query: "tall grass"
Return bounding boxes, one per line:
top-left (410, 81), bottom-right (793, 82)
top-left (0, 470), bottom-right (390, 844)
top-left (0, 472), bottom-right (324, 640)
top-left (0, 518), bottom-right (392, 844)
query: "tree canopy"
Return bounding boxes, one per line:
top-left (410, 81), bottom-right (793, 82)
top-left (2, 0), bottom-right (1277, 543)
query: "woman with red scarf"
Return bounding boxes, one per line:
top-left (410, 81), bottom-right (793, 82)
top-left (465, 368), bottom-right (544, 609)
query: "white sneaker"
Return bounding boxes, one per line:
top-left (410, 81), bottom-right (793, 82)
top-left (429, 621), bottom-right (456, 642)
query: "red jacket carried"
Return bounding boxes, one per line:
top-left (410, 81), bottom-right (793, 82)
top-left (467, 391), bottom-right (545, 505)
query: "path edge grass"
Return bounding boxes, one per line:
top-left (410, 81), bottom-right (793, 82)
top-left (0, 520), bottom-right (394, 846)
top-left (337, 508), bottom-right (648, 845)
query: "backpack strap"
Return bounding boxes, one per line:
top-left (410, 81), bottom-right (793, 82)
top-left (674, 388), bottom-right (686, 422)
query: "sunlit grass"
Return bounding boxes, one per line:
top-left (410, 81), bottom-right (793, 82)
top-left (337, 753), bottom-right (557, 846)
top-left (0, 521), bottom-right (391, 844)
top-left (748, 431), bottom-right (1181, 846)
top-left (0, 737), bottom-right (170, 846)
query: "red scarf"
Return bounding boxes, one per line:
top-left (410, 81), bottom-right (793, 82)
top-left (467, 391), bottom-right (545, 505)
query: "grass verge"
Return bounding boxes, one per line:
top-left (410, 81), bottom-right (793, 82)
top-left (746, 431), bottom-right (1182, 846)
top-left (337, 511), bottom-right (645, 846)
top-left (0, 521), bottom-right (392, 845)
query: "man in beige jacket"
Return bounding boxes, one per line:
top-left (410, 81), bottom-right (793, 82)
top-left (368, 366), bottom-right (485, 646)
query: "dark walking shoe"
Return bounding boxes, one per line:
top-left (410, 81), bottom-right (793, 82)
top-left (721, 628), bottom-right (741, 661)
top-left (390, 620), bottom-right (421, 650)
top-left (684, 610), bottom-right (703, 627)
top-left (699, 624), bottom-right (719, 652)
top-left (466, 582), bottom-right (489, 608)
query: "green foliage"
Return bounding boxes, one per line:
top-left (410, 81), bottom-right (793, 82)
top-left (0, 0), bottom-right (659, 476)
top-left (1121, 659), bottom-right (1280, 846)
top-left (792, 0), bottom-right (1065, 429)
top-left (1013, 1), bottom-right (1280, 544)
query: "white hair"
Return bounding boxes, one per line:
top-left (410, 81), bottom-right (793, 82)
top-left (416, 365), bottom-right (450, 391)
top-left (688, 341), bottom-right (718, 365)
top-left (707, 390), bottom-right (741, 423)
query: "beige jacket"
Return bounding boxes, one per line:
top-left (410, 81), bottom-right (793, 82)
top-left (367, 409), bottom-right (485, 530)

Exercise directions:
Using the entries above, work out the number of lines that hold the word "jacket" and write it with no other words.

Written answer:
3